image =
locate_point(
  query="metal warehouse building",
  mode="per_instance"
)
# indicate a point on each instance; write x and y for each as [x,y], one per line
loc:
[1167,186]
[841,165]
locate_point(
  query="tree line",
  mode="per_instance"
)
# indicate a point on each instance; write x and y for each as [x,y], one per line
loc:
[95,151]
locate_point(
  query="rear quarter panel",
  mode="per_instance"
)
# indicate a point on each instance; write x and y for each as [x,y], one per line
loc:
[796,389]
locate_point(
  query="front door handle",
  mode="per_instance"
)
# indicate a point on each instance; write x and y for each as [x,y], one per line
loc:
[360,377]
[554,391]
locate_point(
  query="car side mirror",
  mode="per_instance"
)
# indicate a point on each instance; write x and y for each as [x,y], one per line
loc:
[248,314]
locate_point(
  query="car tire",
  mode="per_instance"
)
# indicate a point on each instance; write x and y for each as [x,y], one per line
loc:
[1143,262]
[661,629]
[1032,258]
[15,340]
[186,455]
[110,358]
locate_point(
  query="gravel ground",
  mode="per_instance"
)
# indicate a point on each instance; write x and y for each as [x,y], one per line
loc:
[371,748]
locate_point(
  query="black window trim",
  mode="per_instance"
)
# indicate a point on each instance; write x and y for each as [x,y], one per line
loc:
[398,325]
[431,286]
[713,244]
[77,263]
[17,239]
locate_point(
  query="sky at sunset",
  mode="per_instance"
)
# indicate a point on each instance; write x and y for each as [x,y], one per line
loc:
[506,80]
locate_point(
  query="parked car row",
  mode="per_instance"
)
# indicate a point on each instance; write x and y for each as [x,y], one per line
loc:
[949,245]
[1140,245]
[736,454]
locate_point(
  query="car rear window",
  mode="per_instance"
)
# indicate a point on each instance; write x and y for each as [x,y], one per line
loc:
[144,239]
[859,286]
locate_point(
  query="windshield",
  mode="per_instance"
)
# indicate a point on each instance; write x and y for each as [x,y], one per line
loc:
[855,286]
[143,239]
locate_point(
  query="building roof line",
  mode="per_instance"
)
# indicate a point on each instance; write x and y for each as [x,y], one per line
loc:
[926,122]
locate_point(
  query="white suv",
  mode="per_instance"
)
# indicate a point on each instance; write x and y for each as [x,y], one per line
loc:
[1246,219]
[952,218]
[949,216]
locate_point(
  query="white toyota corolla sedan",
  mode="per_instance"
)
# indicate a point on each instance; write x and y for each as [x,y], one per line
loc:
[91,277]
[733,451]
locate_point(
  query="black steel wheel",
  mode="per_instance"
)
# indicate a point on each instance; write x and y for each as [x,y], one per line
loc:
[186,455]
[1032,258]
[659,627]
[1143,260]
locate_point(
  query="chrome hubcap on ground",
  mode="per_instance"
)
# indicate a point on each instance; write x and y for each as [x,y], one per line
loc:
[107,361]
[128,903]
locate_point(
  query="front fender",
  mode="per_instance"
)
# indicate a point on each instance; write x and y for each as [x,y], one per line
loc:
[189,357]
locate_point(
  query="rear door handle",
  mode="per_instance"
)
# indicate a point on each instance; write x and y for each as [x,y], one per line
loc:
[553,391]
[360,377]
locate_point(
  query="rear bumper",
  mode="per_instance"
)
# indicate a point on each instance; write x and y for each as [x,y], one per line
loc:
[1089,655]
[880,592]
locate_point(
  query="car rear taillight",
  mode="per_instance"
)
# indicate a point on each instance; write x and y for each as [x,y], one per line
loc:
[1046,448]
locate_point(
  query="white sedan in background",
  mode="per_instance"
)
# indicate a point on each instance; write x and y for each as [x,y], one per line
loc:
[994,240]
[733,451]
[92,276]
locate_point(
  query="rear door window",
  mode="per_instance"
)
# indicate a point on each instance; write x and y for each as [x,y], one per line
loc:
————
■ EXERCISE DESCRIPTION: Each record above should be restated word for word.

■ FULL OUTPUT:
image =
locate_point(
  query="metal warehouse building",
  mode="per_instance"
)
# indicate a point on each instance; write x and y for each as [x,y], one per line
loc:
[1167,186]
[841,165]
locate_point(
  query="tree line",
  mode="per_instance"
)
# indicate a point on each instance; write x and y for each as [x,y], one per line
loc:
[95,151]
locate_point(
  query="rear quarter panel",
  mode="per_instance"
)
# indicate a point on each instance; write x and y for each as [x,y], one per line
loc:
[796,389]
locate_point(
  query="front door handle",
  mode="per_instance"
)
# indicate a point on each instance; write x and y for each as [x,y], one per line
loc:
[360,377]
[554,391]
locate_point(
  query="car side mirror",
  mode="per_instance"
)
# indicate a point on each instance; write x and y for each as [x,y], one per line
loc:
[248,314]
locate_point(
  query="car tire",
  mode="per_instance"
)
# indicate a point on each instance; write x and y for each as [x,y], one per line
loc:
[1143,262]
[661,629]
[1032,258]
[15,340]
[186,455]
[110,358]
locate_point(
  query="gravel ground",
  mode="per_instance"
)
# indicate a point on each instance; write x and y for each as [x,y], one per line
loc:
[371,748]
locate_point(
  query="black window trim",
  mode="per_instance"
)
# indicate a point on each instance; write x and y for each as [x,y], one per line
loc:
[398,325]
[431,286]
[713,244]
[77,263]
[17,239]
locate_point(
  query="sky at sunset",
  mode="per_instance"
)
# indicate a point on each instance; write x and y for each as [x,y], one per line
loc:
[506,80]
locate_point(
  query="parked car row",
  mode="per_instance"
)
# indicate a point on each instance; write x and y for each as [x,y], one per line
loc:
[949,245]
[1140,245]
[736,454]
locate_point(
  query="car rear window",
  mode="per_instance"
)
# indicate a point on each instance; write x and y for each as [x,y], one per line
loc:
[144,239]
[859,286]
locate_point(
  query="windshield",
  mode="per_instance"
)
# indicate a point on each instance; write x and y for each as [x,y], one per line
loc:
[855,286]
[143,239]
locate_point(
  query="building roof line",
  mode="per_instance"
)
# indicate a point on each instance; write x and y for each as [x,y], one per line
loc:
[926,122]
locate_point(
  query="white suv",
  mode="per_instance"
)
# indicate a point on each instance; write x and y for each as [x,y], one per line
loc:
[1246,219]
[952,218]
[949,216]
locate_point(
  query="white toyota corolla sedan",
  mode="per_instance"
)
# indicate a point on each instance; write x and y for each as [x,y], one per line
loc:
[91,277]
[733,451]
locate_point(
  query="black steel wheel",
  mode="per_instance"
)
# indicate a point on each instance; write x and y for each as [x,y], one per line
loc:
[186,455]
[1032,258]
[659,627]
[1143,260]
locate_point(
  query="chrome hubcap on ground",
  mode="per_instance"
)
# indicate a point on each instance; write x and y for each as [x,y], one per line
loc:
[107,361]
[128,903]
locate_point(
  query="front fender",
  mode="per_instance"
)
# indicate a point on each instance; write x and y for each as [x,y], one per line
loc:
[189,357]
locate_point(
  query="rear door handle",
  mode="per_instance"
)
# indicate a point on each instance; write x and y for each as [x,y], one per line
loc:
[553,391]
[360,377]
locate_point(
  query="rear bumper",
  mode="per_instance"
)
# indicate a point on each instance; write x and y for each as [x,y], one per line
loc:
[1089,655]
[880,592]
locate_point(
  query="car rear taillight",
  mode="per_instance"
)
# indicate a point on each instance; write x and y for each as [x,y], one per line
loc:
[1046,448]
locate_point(
  query="white sedan in background",
  mode="per_instance"
)
# indicate a point on each instance; write x and y for each as [x,y], one per line
loc:
[994,240]
[733,451]
[92,276]
locate_point(
  query="rear door window",
  mode="per_instance"
)
# indicate a point on each instance; write x and y for each as [x,y], one per line
loc:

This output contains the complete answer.